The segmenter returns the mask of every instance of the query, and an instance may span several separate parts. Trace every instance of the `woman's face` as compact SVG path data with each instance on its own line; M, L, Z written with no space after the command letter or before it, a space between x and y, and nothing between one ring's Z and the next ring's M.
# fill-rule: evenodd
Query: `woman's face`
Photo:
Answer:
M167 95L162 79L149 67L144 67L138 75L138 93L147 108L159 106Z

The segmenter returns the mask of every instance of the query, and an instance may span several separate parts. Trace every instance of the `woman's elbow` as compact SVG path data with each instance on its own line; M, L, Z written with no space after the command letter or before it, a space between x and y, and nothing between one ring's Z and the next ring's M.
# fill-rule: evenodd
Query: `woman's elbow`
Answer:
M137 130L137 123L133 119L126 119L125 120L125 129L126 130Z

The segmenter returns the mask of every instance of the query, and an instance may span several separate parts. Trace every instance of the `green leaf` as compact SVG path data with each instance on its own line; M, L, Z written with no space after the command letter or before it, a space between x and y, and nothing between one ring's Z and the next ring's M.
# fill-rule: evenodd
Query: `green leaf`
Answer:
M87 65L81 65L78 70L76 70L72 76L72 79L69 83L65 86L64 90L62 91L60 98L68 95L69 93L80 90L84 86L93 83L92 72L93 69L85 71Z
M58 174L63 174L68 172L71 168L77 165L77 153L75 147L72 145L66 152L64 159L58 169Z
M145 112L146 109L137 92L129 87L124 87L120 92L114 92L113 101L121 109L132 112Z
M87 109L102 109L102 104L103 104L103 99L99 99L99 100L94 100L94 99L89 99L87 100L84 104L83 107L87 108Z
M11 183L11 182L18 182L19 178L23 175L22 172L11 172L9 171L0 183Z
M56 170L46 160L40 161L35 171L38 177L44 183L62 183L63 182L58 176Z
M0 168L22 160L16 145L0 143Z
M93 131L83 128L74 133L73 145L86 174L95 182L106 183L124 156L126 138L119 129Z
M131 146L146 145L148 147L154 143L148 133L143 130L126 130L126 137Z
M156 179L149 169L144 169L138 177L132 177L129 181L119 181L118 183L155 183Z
______
In full and without any edits, output the material above.

The segmenter returns the mask of every instance of the query, and an instance may span several separate parts. Trace every instance of the `woman's face` as compact SVG path data with each instance on its own line; M, L, Z written with no space after the command letter or before it, a space between x and y, and nothing between one ring's Z and the next ring's M.
# fill-rule: evenodd
Query: `woman's face`
Photo:
Answer:
M167 95L162 79L149 67L144 67L138 75L138 93L147 108L159 106Z

The segmenter returns the mask of every instance of the query, and an instance may span several separate parts. Trace every instance of the `woman's elbow` as compact SVG path data with each instance on its own line; M, L, Z written with no space after the command letter or before it, a space between x and y, and nothing between one ring's Z and the next ring's M.
# fill-rule: evenodd
Query: `woman's elbow`
Answer:
M137 130L137 123L133 119L126 119L125 120L125 129L126 130Z

The segmenter returns the mask of every instance of the query, and an instance may span several separate parts. Trace every instance of the `green leaf` as compact SVG path data with each instance on its own line; M, L, Z written with no space after the command letter or before it, a space between x and y, and nothing between one ring's Z and the next ring's M.
# fill-rule: evenodd
Query: `green leaf`
Answer:
M87 65L81 65L78 70L76 70L72 76L72 79L69 83L65 86L64 90L62 91L60 98L68 95L69 93L80 90L84 86L93 83L92 72L93 69L85 71Z
M58 174L63 174L68 172L71 168L77 165L77 153L75 147L72 145L66 152L64 159L58 169Z
M145 112L146 109L137 92L129 87L124 87L120 92L114 92L113 101L121 109L132 112Z
M87 109L102 109L102 104L103 104L103 99L99 99L99 100L94 100L94 99L89 99L87 100L84 104L83 107L87 108Z
M11 183L11 182L18 182L19 178L23 175L22 172L11 172L9 171L0 183Z
M56 170L46 160L40 161L35 171L38 177L44 183L62 183L63 182L58 176Z
M0 168L22 160L16 145L0 143Z
M93 131L83 128L74 133L73 145L86 174L95 182L106 183L124 156L126 138L119 129Z
M131 146L146 145L148 147L154 143L148 133L143 130L126 130L126 137Z
M156 179L149 169L144 169L138 177L132 177L129 181L119 181L118 183L155 183Z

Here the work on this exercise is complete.